Can you format every line of the listing below as a JSON list of strings, one string per line, skipping any blank lines?

[Records from a data collection]
※ ※ ※

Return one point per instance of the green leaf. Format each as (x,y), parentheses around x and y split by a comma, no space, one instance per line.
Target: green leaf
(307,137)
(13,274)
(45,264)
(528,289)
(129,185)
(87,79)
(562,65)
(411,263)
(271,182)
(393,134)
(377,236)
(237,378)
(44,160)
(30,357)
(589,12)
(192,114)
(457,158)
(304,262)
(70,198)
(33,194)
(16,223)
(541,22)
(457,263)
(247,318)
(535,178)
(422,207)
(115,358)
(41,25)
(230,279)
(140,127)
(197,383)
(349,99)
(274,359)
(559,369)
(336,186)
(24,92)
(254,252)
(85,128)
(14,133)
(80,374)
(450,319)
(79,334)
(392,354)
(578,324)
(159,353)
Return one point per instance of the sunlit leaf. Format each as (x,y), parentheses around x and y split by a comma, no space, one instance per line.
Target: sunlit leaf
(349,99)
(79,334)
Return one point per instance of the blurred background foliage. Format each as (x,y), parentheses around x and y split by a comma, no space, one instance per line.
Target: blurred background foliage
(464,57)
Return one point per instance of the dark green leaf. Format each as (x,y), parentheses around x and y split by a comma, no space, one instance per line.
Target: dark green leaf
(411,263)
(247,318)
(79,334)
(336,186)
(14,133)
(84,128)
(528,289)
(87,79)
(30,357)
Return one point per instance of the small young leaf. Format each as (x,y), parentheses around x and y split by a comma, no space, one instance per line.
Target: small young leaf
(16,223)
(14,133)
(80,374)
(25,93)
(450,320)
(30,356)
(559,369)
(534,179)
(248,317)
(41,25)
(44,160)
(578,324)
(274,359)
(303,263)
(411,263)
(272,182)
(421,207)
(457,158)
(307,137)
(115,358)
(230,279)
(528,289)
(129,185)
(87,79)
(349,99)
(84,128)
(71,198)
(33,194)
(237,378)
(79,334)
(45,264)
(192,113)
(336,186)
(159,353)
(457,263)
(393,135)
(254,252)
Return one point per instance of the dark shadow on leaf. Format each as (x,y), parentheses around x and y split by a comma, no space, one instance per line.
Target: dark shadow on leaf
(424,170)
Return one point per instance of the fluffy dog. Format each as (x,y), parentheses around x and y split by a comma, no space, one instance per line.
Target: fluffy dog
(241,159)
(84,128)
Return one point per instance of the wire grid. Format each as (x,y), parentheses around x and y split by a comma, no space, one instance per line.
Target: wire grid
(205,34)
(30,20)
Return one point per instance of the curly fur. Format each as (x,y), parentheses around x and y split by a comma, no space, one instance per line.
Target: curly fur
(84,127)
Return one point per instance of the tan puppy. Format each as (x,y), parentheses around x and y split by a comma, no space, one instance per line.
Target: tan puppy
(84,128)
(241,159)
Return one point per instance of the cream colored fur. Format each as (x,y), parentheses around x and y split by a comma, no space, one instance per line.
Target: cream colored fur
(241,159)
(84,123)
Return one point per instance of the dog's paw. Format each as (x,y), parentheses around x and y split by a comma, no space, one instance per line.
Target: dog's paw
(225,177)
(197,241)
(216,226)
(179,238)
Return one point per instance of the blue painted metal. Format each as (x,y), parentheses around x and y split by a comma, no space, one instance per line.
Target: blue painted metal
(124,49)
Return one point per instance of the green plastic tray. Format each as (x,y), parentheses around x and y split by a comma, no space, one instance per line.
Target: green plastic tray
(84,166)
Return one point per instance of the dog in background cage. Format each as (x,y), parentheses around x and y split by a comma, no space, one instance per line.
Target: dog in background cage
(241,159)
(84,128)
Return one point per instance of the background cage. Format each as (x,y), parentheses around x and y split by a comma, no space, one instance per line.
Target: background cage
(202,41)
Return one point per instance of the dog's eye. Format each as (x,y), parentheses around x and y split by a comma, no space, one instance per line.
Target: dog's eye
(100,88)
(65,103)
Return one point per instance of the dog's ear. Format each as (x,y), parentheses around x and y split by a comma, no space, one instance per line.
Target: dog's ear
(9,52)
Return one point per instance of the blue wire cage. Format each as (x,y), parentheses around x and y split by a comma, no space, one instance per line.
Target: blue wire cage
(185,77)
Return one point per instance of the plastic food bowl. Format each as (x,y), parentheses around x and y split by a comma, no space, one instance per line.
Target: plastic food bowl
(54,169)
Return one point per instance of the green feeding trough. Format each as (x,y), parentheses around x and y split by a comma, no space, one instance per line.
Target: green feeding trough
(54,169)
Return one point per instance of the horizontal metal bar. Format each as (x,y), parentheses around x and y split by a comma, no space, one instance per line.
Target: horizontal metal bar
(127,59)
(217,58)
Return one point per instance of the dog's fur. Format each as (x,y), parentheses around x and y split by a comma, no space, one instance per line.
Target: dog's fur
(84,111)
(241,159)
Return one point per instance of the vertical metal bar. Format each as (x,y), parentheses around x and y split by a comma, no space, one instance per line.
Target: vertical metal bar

※ ※ ※

## SOLUTION
[
  "Return one point per instance of the green leaf. Format each as (x,y), parentheses around x and y split by a comma, no space, one instance per line.",
  "Target: green leaf",
  "(307,137)",
  "(13,274)",
  "(45,264)",
  "(528,289)",
  "(129,185)",
  "(87,79)",
  "(562,65)",
  "(411,263)",
  "(271,182)",
  "(393,134)",
  "(377,236)",
  "(237,378)",
  "(44,160)",
  "(30,357)",
  "(589,12)",
  "(192,114)",
  "(457,158)",
  "(304,262)",
  "(70,198)",
  "(33,194)",
  "(16,223)",
  "(541,22)",
  "(457,263)",
  "(247,318)",
  "(535,178)",
  "(422,207)",
  "(115,358)",
  "(41,25)",
  "(230,279)",
  "(140,127)",
  "(197,383)",
  "(349,99)",
  "(274,359)",
  "(559,369)",
  "(336,186)",
  "(24,92)",
  "(254,252)",
  "(85,128)",
  "(14,133)",
  "(80,374)",
  "(450,319)",
  "(79,334)",
  "(392,354)",
  "(578,324)",
  "(159,353)",
  "Return one point per instance of the sunlit leaf. Format each as (x,y), parentheses around x and y split by a comma, no space, one instance per line.",
  "Target: sunlit leaf",
  "(349,99)",
  "(79,334)",
  "Return one point per instance of the blurred background foliage. Format each as (x,y), parentheses around x and y split by a comma, no space, one instance per line.",
  "Target: blurred background foliage",
  "(464,57)",
  "Return one point per instance of the dark green leaf. Format each as (x,y), parentheses around x and y split by a comma, no space, one instance per line.",
  "Target: dark green leaf",
  "(411,263)",
  "(247,318)",
  "(79,334)",
  "(336,186)",
  "(14,133)",
  "(84,128)",
  "(528,289)",
  "(87,79)",
  "(30,357)",
  "Return one point per instance of the small young leaf. Format each as (x,y), parentheses around x and y split by a comma, no space, one instance per line.",
  "Target: small young leaf",
  "(16,223)",
  "(14,133)",
  "(80,374)",
  "(25,93)",
  "(450,320)",
  "(30,356)",
  "(559,369)",
  "(534,179)",
  "(248,317)",
  "(41,25)",
  "(44,160)",
  "(578,324)",
  "(274,359)",
  "(303,263)",
  "(411,263)",
  "(272,182)",
  "(421,207)",
  "(457,158)",
  "(307,137)",
  "(115,358)",
  "(230,279)",
  "(528,289)",
  "(129,185)",
  "(87,79)",
  "(349,99)",
  "(84,128)",
  "(71,198)",
  "(33,194)",
  "(237,378)",
  "(79,334)",
  "(45,264)",
  "(192,113)",
  "(336,186)",
  "(159,353)",
  "(457,263)",
  "(393,135)",
  "(254,252)",
  "Return one point per instance of the dark shadow on leaf. Format each as (x,y), parentheses around x and y split by a comma, no space, one instance per line.",
  "Target: dark shadow on leaf",
  "(424,170)",
  "Return one point per instance of the fluffy dog. Format each as (x,y), parentheses around x and y split by a comma, no space, one instance per line.",
  "Target: fluffy dog",
  "(241,159)",
  "(84,128)",
  "Return one point per instance of the wire grid. Format each as (x,y), parentheses around x and y split by a comma, no space, one instance per line.",
  "Target: wire grid",
  "(205,34)",
  "(30,20)",
  "Return one point per instance of the curly fur. Format each as (x,y), parentheses around x and y split by a comma, no space, one instance per line.",
  "Target: curly fur",
  "(84,127)",
  "Return one point per instance of the tan puppy. Format each as (x,y), parentheses around x and y split by a comma, no space, one instance per line.",
  "Target: tan puppy",
  "(84,128)",
  "(241,159)",
  "Return one point per instance of the cream colored fur. Format each as (x,y), parentheses around x and y split by a comma, no space, one instance per line.",
  "Target: cream colored fur",
  "(241,159)",
  "(84,123)",
  "Return one point per instance of the dog's paw. Format each as (x,y), parentheses around x and y split by a comma, no space, one instance per line.",
  "Target: dog's paw",
  "(225,177)",
  "(197,241)",
  "(216,226)",
  "(179,238)",
  "Return one point per instance of the blue painted metal. Format each as (x,y), parentheses around x and y split by a comma, no space, one instance per line.",
  "Target: blue painted metal",
  "(124,49)",
  "Return one point per instance of the green plastic tray. Format each as (x,y), parentheses around x and y split by a comma, no space, one instance per line.",
  "Target: green plastic tray",
  "(84,166)",
  "Return one point per instance of the dog in background cage. Format each as (x,y), parentheses around x and y split by a comma, no space, one instance per line.",
  "Target: dog in background cage",
  "(241,159)",
  "(84,128)",
  "Return one point per instance of the background cage. Format each as (x,y), parentheses around x and y split by a comma, no space, one instance per line.",
  "Target: background cage",
  "(202,41)",
  "Return one point per instance of the dog's eye. Format each as (x,y), parentheses around x and y split by a comma, no space, one instance per line.",
  "Target: dog's eye",
  "(100,88)",
  "(65,103)",
  "Return one point per instance of the dog's ear. Format each as (x,y), parentheses around x and y split by a comma, no space, one instance per line.",
  "Target: dog's ear",
  "(9,52)",
  "Return one point per instance of the blue wire cage. Format each as (x,y), parentheses around x and y split by a comma, no space, one instance per line.",
  "Target: blue wire cage",
  "(185,77)",
  "Return one point per instance of the plastic food bowl. Format each as (x,y), parentheses around x and y split by a comma, no space, one instance per line.",
  "Target: plastic food bowl",
  "(54,169)",
  "Return one point per instance of the green feeding trough. Format each as (x,y), parentheses around x and y split by a comma, no space, one instance per line.",
  "Target: green feeding trough",
  "(54,169)",
  "Return one point per instance of the horizontal metal bar. Format each as (x,y), parentheses around x and y split by a comma, no space, one instance per line.",
  "Target: horizontal metal bar",
  "(127,59)",
  "(217,58)",
  "Return one point per instance of the dog's fur. Format each as (x,y), parentheses around x and y split by a comma, no space, one instance per line.",
  "Target: dog's fur",
  "(84,111)",
  "(241,159)",
  "Return one point per instance of the vertical metal bar. Format each as (x,y), parentheses around x and y split by a comma, no space, one instance per line.",
  "Target: vertical metal bar"
]